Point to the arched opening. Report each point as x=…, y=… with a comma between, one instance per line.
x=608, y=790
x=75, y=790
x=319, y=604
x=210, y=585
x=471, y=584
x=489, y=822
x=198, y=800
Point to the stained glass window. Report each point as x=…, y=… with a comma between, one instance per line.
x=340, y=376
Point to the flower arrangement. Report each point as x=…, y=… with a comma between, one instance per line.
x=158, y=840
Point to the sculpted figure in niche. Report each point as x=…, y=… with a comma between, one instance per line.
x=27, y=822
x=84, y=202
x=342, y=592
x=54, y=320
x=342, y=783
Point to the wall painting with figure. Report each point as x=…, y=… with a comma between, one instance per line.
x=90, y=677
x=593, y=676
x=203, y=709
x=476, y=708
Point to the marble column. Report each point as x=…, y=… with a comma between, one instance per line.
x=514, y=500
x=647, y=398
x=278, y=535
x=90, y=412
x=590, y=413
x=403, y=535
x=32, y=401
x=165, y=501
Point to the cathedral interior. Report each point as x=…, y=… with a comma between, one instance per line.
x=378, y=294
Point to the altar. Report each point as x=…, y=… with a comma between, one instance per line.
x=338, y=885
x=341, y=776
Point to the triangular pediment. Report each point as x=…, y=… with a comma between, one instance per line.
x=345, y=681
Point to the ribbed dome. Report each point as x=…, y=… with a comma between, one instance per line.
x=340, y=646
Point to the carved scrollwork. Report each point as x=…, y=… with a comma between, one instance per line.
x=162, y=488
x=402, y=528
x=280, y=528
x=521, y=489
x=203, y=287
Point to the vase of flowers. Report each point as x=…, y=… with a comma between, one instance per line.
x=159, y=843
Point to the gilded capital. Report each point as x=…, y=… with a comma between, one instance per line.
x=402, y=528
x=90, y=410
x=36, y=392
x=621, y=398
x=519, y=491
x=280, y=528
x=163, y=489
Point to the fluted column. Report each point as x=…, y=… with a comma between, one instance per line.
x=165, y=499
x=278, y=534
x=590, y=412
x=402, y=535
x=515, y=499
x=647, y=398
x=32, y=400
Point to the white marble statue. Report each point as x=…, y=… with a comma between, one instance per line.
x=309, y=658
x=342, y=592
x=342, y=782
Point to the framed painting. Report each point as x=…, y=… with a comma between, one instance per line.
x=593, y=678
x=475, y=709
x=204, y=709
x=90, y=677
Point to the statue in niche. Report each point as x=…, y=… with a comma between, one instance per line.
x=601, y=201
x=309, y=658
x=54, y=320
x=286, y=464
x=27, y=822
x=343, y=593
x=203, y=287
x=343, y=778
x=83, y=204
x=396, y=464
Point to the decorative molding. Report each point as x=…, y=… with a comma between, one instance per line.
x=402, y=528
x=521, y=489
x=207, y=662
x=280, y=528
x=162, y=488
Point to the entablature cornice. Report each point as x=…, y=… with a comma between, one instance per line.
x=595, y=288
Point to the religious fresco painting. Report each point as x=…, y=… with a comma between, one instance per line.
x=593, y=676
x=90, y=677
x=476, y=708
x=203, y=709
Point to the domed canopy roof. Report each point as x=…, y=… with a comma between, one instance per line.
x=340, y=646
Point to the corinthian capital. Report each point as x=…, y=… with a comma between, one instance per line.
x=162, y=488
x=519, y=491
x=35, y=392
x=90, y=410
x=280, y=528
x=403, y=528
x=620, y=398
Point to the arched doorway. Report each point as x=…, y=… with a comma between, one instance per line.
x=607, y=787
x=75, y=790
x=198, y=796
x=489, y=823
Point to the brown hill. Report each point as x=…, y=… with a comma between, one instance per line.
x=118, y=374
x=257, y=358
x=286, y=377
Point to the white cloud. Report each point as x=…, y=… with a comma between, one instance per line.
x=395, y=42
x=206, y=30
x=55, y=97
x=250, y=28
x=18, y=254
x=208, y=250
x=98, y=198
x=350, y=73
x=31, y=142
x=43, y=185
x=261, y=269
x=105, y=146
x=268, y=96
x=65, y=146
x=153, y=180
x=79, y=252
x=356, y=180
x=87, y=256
--------------------
● **REQUIRED ACTION**: Return every entry above with nothing altered.

● **YOUR SOLUTION**:
Point to the arched opening. Report each point as x=…, y=… with a comma between, one instance per line.
x=608, y=790
x=75, y=790
x=319, y=604
x=210, y=585
x=471, y=584
x=489, y=822
x=198, y=800
Point to the stained glass window. Report each point as x=…, y=… with a comma between, one instance per line.
x=340, y=376
Point to the flower arrangement. Report each point as x=…, y=… with a comma between, one instance per line.
x=158, y=840
Point to the sculpted figure in niche. Report each point as x=…, y=… with a comma between, one instance per line.
x=27, y=822
x=84, y=202
x=342, y=592
x=54, y=320
x=342, y=783
Point to the wall painting with figure. Report each point as x=…, y=… with a comma between, one instance per line.
x=90, y=677
x=593, y=676
x=203, y=709
x=476, y=708
Point to the marble column. Report each point as x=…, y=… with a comma between, one instance per line.
x=514, y=500
x=647, y=398
x=278, y=535
x=90, y=412
x=590, y=413
x=403, y=535
x=32, y=401
x=165, y=501
Point to the cathedral interior. Report each point as x=…, y=… with a comma between, one instance per line.
x=378, y=294
Point to the altar. Report each point as x=…, y=… with a comma between, one instance per line.
x=338, y=885
x=341, y=776
Point to the triangular pediment. Report each point as x=…, y=… with a comma between, one instance per line.
x=345, y=681
Point to the ribbed dome. Report each point as x=…, y=… with a comma between, one instance per line.
x=340, y=646
Point to the carved scrollwork. Report each point as x=…, y=… with a comma between, one instance per line.
x=162, y=488
x=402, y=528
x=280, y=528
x=521, y=489
x=203, y=287
Point to the vase of flowers. Report each point as x=…, y=… with a comma between, one instance per line.
x=159, y=843
Point to the gilded capital. Report each point as x=…, y=… with a comma between, one instance per line.
x=402, y=528
x=90, y=410
x=36, y=392
x=621, y=398
x=519, y=491
x=280, y=528
x=163, y=489
Point to the fluted column. Report each point as x=…, y=… with a comma between, one instance per line.
x=165, y=499
x=278, y=534
x=590, y=412
x=402, y=535
x=515, y=499
x=647, y=398
x=32, y=400
Point to the white marble statue. Report each point as x=…, y=… with a comma between, one instance per line.
x=309, y=658
x=342, y=592
x=342, y=782
Point to the framed painting. Report each point as x=…, y=… with a comma between, one instance per line.
x=593, y=678
x=475, y=709
x=204, y=709
x=90, y=677
Point to the statue in niche. Report each point as x=…, y=… with a comma between, one instance per line.
x=601, y=201
x=309, y=658
x=54, y=320
x=286, y=464
x=27, y=822
x=343, y=593
x=203, y=287
x=343, y=778
x=83, y=204
x=396, y=464
Point to the decorative molding. Report each point as x=…, y=… with a comma between, one instance per line.
x=402, y=528
x=521, y=489
x=207, y=662
x=280, y=528
x=162, y=488
Point to the entablature cornice. Report each point as x=…, y=… with a comma between, one instance per line.
x=595, y=288
Point to the religious fresco painting. Report each point as x=…, y=… with a comma between, one instance per line.
x=593, y=676
x=90, y=677
x=476, y=708
x=203, y=709
Point to the domed canopy roof. Report each point as x=…, y=… with a comma between, one instance per line.
x=340, y=646
Point to the corinthian capital. Report each point as x=…, y=… with a comma between, one instance per line.
x=162, y=488
x=519, y=491
x=35, y=392
x=90, y=410
x=280, y=528
x=403, y=528
x=620, y=398
Point to the arched doorway. Report each point as x=…, y=… with a comma between, one instance per line.
x=607, y=787
x=75, y=790
x=198, y=796
x=489, y=823
Point to the brown hill. Report each point as x=…, y=… with a comma between, one instance per line.
x=118, y=374
x=257, y=358
x=286, y=377
Point to the white cloud. Report each point as x=…, y=… with a comma between, one instance per line.
x=395, y=42
x=206, y=30
x=55, y=97
x=250, y=28
x=18, y=254
x=208, y=250
x=98, y=198
x=350, y=73
x=31, y=142
x=43, y=185
x=261, y=269
x=105, y=146
x=268, y=96
x=65, y=146
x=153, y=180
x=79, y=252
x=356, y=180
x=87, y=256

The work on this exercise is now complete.